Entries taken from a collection
◇ ◇ ◇ ◇ ◇ ◇ ◇

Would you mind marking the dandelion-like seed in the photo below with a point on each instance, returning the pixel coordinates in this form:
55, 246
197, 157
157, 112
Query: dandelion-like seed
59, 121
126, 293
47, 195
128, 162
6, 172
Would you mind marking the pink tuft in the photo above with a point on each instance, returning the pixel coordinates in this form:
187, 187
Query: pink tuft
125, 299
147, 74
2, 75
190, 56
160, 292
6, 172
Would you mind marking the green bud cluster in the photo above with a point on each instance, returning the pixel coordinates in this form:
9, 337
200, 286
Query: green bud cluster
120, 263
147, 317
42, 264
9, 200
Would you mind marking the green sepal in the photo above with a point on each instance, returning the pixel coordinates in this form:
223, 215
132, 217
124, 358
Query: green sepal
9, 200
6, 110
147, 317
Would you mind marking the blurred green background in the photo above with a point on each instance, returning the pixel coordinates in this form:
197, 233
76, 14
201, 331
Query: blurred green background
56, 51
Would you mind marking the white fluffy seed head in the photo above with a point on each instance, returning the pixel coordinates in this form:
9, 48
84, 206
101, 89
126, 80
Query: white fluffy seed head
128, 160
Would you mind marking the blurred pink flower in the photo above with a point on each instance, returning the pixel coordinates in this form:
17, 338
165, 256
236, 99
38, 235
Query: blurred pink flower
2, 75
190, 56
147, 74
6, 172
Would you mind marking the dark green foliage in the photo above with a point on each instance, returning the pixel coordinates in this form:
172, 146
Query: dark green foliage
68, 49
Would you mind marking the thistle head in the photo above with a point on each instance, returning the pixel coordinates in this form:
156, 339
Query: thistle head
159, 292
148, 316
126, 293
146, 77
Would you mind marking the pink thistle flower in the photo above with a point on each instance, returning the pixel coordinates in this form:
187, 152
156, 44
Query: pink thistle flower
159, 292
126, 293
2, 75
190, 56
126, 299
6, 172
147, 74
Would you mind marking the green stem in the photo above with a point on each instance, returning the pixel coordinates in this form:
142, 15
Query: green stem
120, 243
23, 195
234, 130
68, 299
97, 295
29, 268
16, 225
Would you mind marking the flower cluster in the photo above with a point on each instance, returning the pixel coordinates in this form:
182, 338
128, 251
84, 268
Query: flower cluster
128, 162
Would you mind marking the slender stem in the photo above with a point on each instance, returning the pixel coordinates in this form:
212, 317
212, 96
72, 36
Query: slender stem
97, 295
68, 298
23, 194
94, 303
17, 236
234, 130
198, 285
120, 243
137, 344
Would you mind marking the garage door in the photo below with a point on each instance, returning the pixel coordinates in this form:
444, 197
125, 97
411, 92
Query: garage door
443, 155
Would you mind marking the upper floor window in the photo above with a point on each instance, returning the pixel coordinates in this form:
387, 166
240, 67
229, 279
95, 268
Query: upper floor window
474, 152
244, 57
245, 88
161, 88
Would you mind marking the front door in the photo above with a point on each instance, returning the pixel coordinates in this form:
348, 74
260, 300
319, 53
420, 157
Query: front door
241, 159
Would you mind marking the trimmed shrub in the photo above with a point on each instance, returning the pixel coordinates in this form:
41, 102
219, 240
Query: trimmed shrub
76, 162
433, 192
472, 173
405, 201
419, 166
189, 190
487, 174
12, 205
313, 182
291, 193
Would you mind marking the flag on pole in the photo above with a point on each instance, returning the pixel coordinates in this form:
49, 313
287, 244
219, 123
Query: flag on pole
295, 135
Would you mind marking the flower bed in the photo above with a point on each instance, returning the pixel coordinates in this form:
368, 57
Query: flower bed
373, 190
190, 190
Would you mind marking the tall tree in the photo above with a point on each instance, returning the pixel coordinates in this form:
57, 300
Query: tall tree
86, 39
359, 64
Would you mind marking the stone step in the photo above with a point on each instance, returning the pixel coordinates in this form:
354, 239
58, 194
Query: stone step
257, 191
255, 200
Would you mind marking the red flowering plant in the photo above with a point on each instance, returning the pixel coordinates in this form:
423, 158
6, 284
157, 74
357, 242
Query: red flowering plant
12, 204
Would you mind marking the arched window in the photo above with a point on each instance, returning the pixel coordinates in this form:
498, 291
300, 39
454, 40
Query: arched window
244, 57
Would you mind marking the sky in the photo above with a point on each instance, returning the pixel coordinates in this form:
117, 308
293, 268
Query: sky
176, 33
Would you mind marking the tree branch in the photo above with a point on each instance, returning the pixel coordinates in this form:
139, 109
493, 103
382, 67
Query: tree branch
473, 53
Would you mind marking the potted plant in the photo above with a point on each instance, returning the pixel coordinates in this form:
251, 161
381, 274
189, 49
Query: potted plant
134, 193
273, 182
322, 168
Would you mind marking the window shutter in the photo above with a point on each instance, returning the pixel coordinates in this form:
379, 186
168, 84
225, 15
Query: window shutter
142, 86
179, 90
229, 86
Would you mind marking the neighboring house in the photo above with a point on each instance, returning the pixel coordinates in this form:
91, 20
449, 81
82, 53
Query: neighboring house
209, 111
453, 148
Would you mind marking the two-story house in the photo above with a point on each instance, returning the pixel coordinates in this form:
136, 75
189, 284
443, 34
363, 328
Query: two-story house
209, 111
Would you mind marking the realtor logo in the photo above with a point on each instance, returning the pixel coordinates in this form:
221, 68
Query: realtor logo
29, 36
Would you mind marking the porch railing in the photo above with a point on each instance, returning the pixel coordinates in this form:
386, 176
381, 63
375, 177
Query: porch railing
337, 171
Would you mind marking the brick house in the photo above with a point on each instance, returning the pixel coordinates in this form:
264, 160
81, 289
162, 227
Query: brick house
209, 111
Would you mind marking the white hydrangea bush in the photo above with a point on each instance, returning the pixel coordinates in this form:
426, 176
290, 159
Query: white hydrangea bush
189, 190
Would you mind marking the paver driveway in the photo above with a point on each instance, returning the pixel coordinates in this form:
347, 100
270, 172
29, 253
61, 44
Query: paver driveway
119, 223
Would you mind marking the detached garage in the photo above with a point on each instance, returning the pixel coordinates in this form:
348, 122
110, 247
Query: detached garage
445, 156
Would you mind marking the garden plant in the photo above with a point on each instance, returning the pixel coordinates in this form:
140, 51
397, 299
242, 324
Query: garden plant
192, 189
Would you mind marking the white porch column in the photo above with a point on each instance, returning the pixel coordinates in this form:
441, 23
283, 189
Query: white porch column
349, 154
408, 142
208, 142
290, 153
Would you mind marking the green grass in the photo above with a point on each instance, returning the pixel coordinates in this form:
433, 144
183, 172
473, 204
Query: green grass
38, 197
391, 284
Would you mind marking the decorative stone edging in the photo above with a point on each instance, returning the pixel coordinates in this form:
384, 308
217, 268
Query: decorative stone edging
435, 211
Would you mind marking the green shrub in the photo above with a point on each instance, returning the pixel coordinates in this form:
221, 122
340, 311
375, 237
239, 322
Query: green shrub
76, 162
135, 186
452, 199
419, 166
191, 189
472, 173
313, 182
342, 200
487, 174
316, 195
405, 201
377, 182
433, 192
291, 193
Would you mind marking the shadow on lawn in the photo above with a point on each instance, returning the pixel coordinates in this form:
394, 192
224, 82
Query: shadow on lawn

◇ ◇ ◇ ◇ ◇ ◇ ◇

■ **Aim of the exercise**:
Put every line of the material above into a numbered list, skipping any blank lines.

■ **Written reply**:
1. Would you mind marking the dandelion-like seed in the photo below with a point on each instance, returning the pixel coordinates in this form:
2. 55, 246
3. 197, 157
4. 157, 112
5. Query: dandelion-like seed
6. 59, 121
7. 126, 293
8. 47, 195
9. 128, 162
10. 6, 172
11. Would you mind marking the pink tuft in the photo above with a point on each instance, returning the pixel coordinates in this form:
12. 187, 187
13. Query: pink tuft
14. 125, 299
15. 147, 74
16. 2, 75
17. 190, 56
18. 160, 292
19. 6, 172
20. Would you mind marking the green bud cluster in the photo above with a point on each instance, returning the pixel coordinates in this form:
21. 9, 337
22. 200, 286
23. Query: green bud cluster
24. 120, 263
25. 147, 317
26. 42, 264
27. 9, 200
28. Would you mind marking the green sepal in the photo above with a point on each instance, returning the pixel coordinates in this form:
29. 223, 215
30. 132, 217
31. 124, 358
32. Query: green sepal
33. 9, 200
34. 6, 110
35. 147, 317
36. Would you mind marking the blurred green background in the photo above with a point on each instance, returning the pixel coordinates in this form:
37. 197, 233
38. 76, 14
39. 201, 331
40. Query: blurred green background
41. 56, 51
42. Would you mind marking the white fluffy seed head in the photo above with a point on each instance, returning the pixel coordinates in this form:
43. 9, 48
44. 84, 206
45. 101, 89
46. 126, 80
47. Query: white fluffy seed head
48. 128, 160
49. Would you mind marking the blurred pink flower in the photo above with a point on each instance, returning the pixel coordinates in this form:
50. 17, 338
51. 165, 256
52. 236, 99
53. 38, 235
54. Query: blurred pink flower
55. 2, 75
56. 190, 56
57. 147, 74
58. 6, 172
59. Would you mind marking the dark green foliage in the photo above with a point on each instance, returning the pixel coordinates in this form:
60. 172, 146
61. Query: dark green foliage
62. 68, 49
63. Would you mind marking the thistle head in the photo above with a point on each instance, returning the pixel coordinates in this form:
64. 156, 339
65. Query: thistle head
66. 159, 292
67. 148, 316
68. 126, 293
69. 146, 77
70. Would you mind marking the pink thistle flower in the photo above with a point on each instance, returning the pixel coordinates in this form:
71. 187, 152
72. 156, 44
73. Query: pink thistle flower
74. 159, 292
75. 126, 293
76. 2, 75
77. 190, 56
78. 126, 299
79. 6, 172
80. 147, 74
81. Would you mind marking the green stem in the photo above with a point on each instance, returning the pixel coordinates in this form:
82. 142, 15
83. Query: green stem
84. 120, 243
85. 23, 195
86. 234, 130
87. 68, 299
88. 97, 295
89. 29, 268
90. 16, 225
91. Would you mind marking the flower cluster in the photo above with a point on each instance, returning the pixel coordinates in this form:
92. 182, 338
93. 128, 251
94. 84, 268
95. Query: flower cluster
96. 128, 162
97. Would you mind marking the slender stem in the photo above with a point on each instance, returning the pixel coordinates in this form:
98. 212, 317
99. 212, 96
100. 72, 36
101. Query: slender stem
102. 97, 295
103. 68, 298
104. 23, 194
105. 94, 303
106. 17, 236
107. 234, 130
108. 198, 285
109. 120, 243
110. 137, 344
111. Would you mind marking the garage door in the photo below with a point on each instance, returning the pixel coordinates in this form:
112. 444, 197
113. 125, 97
114. 411, 92
115. Query: garage door
116. 443, 155
117. Would you mind marking the upper floor window in the photo above with a point on each instance, returning the pixel coordinates in this form:
118. 387, 166
119. 240, 67
120. 229, 279
121. 95, 268
122. Query: upper floor window
123. 474, 152
124. 244, 57
125. 245, 88
126. 161, 88
127. Would you mind marking the front door in the photo above with a point on each instance, returning the pixel coordinates in this form:
128. 348, 74
129. 260, 300
130. 319, 53
131. 420, 157
132. Query: front door
133. 241, 159
134. Would you mind marking the trimmed shrub in the photo above with a point on each instance, returning the pixel coordinates in this form:
135. 41, 102
136. 219, 240
137. Query: trimmed shrub
138. 76, 162
139. 433, 192
140. 472, 173
141. 405, 201
142. 419, 166
143. 189, 190
144. 487, 174
145. 12, 205
146. 313, 182
147. 291, 193
148. Would you mind marking the flag on pole in the photo above with a point on each instance, returning the pixel coordinates in this form:
149. 49, 313
150. 287, 244
151. 219, 123
152. Query: flag on pole
153. 295, 135
154. Would you mind marking the flower bed in the photo above with a point on each instance, returning the pixel coordinates in this form:
155. 368, 57
156. Query: flower bed
157. 373, 190
158. 190, 190
159. Would you mind marking the tall tree in the photo above with a point on each instance, returning the pixel coordinates in this form:
160. 57, 300
161. Query: tall tree
162. 86, 39
163. 359, 64
164. Would you mind marking the stone step in the photo above with a point on each instance, returning the pixel coordinates in this form:
165. 354, 239
166. 58, 194
167. Query: stone step
168. 257, 191
169. 255, 200
170. Would you mind marking the red flowering plant in the photo above with a point on each instance, returning the pixel coordinates in this form:
171. 423, 158
172. 6, 284
173. 157, 74
174. 357, 242
175. Query: red flowering plant
176. 12, 204
177. Would you mind marking the arched window in the photo above with a point on each instance, returning the pixel coordinates in this form:
178. 498, 291
179. 300, 39
180. 454, 40
181. Query: arched window
182. 244, 57
183. Would you mind marking the sky in the photo above with a point on each instance, returning the pixel coordinates in this form:
184. 117, 308
185. 293, 268
186. Query: sky
187. 176, 33
188. Would you mind marking the tree branch in the photo above with a point on each instance, returning the pixel coordinates in this form:
189. 139, 109
190. 493, 103
191. 382, 67
192. Query: tree branch
193. 473, 53
194. Would you mind marking the potted plant in the photo above with a point on each instance, returning the pixel coordinates in this form:
195. 251, 161
196. 381, 274
197. 189, 49
198. Query: potted plant
199. 134, 193
200. 273, 182
201. 322, 168
202. Would you mind marking the window shutter in the photo above with a point on each instance, returning the pixel coordinates in this form:
203. 379, 186
204. 168, 84
205. 225, 15
206. Query: window shutter
207. 142, 86
208. 179, 90
209. 229, 86
210. Would you mind marking the neighboring house in the photo above with a point on each instance, returning the pixel coordinates in this form:
211. 91, 20
212. 449, 81
213. 82, 53
214. Query: neighboring house
215. 209, 111
216. 453, 148
217. Would you mind marking the two-story house in the photo above with a point on each instance, returning the pixel coordinates in this form:
218. 136, 75
219. 189, 284
220. 443, 34
221. 363, 328
222. Query: two-story house
223. 209, 111
224. Would you mind marking the realtor logo in the photo above with a point on each instance, returning the pixel coordinates in this form:
225. 221, 68
226. Query: realtor logo
227. 29, 36
228. Would you mind marking the porch railing in the photo above with a point on each instance, returning the pixel coordinates in this form:
229. 386, 176
230. 381, 63
231. 375, 177
232. Query: porch railing
233. 337, 171
234. Would you mind marking the brick house in the photo above with a point on each instance, returning the pixel coordinates in this form:
235. 264, 160
236. 81, 289
237. 162, 227
238. Query: brick house
239. 209, 111
240. Would you mind marking the white hydrangea bush in the photo above with a point on each instance, returning the pixel coordinates in this form:
241. 426, 176
242. 290, 159
243. Query: white hydrangea bush
244. 189, 190
245. Would you mind marking the paver driveway in the photo above with a point on each instance, returning the pixel coordinates in this form:
246. 347, 100
247. 270, 172
248. 29, 253
249. 61, 44
250. Query: paver driveway
251. 119, 223
252. Would you mind marking the detached garage in the photo above with a point on each instance, returning the pixel coordinates in this form:
253. 348, 122
254. 110, 247
255. Query: detached garage
256. 445, 156
257. Would you mind marking the garden plant in the photo above with a point on each instance, returning the pixel coordinates in this form:
258. 140, 51
259. 397, 299
260. 242, 324
261. Query: garden plant
262. 192, 189
263. Would you mind marking the white porch column in the photo above with a point on each instance, returning the pixel coordinates in this form:
264. 441, 23
265. 283, 189
266. Query: white porch column
267. 349, 154
268. 408, 142
269. 208, 142
270. 290, 153
271. Would you mind marking the green grass in the photo above with a point on each instance, returning the pixel coordinates in this form:
272. 433, 144
273. 183, 172
274. 473, 204
275. Query: green grass
276. 38, 197
277. 391, 284
278. Would you mind marking the decorative stone edging in the photo above with a point on each instance, returning the pixel coordinates in this form:
279. 384, 308
280. 217, 268
281. Query: decorative stone edging
282. 435, 211
283. Would you mind marking the green shrub in the photo above with a point on each instance, returning the pixel coordinates in this form:
284. 221, 122
285. 340, 311
286. 375, 237
287. 239, 322
288. Query: green shrub
289. 76, 162
290. 135, 186
291. 452, 199
292. 419, 166
293. 191, 189
294. 472, 173
295. 313, 182
296. 342, 200
297. 487, 174
298. 316, 195
299. 405, 201
300. 377, 182
301. 433, 192
302. 291, 193
303. Would you mind marking the shadow on lawn in the photo above with a point on each instance, returning the pixel coordinates in this form:
304. 394, 192
305. 224, 82
306. Query: shadow on lawn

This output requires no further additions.